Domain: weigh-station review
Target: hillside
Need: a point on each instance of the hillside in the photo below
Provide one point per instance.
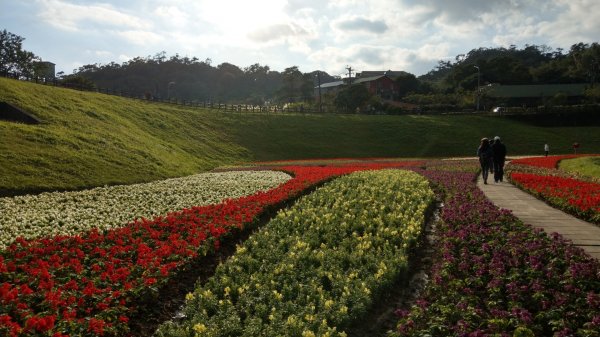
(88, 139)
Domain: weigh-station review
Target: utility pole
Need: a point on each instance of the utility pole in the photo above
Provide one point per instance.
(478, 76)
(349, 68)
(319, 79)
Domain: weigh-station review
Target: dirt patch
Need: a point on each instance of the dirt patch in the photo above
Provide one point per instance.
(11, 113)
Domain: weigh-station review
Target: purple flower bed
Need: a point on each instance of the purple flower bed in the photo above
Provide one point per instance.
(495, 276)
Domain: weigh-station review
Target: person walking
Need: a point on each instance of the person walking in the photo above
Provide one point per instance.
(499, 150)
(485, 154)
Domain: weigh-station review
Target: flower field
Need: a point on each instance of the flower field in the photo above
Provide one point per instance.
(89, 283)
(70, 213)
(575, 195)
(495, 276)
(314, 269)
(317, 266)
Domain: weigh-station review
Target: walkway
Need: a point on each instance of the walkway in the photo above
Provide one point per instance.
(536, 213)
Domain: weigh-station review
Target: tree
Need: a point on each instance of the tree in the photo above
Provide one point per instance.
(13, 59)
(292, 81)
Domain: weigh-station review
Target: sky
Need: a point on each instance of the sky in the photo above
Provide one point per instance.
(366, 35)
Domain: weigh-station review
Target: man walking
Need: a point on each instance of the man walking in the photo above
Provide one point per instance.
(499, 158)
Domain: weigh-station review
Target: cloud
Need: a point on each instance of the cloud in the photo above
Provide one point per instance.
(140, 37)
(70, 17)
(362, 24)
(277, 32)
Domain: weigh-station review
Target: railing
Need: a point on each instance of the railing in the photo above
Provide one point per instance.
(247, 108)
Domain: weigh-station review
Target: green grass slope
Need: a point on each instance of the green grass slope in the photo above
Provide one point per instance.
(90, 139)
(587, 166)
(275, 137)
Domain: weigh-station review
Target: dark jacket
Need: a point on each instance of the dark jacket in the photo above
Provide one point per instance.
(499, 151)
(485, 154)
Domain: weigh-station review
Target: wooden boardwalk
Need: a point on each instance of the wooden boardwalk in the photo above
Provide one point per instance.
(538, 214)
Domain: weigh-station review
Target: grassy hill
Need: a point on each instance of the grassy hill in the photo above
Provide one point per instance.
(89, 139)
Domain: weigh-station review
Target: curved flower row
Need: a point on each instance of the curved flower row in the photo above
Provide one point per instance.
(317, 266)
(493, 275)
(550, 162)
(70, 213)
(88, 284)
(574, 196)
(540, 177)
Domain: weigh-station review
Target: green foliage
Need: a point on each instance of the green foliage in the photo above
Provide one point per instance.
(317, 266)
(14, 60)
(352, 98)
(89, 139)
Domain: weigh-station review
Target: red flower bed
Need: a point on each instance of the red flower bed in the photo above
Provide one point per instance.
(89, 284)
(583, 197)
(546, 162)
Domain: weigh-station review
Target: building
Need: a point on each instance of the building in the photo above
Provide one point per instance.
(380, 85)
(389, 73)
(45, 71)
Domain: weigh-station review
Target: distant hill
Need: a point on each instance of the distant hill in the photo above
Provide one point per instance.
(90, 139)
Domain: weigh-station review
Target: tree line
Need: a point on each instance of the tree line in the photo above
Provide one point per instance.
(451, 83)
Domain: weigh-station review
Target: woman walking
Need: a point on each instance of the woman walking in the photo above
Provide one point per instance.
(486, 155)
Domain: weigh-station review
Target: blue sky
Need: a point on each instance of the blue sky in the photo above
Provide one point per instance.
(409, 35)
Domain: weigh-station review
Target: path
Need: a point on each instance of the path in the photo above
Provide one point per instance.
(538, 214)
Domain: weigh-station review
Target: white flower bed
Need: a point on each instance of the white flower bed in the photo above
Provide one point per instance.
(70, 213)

---

» **EXERCISE OBJECTIVE**
Whenever "jacket" occurs in a line of the entries, copy that line.

» **ANSWER TO THE EXERCISE**
Target: dark jacket
Need: a point on each instance of the dark jacket in the photo above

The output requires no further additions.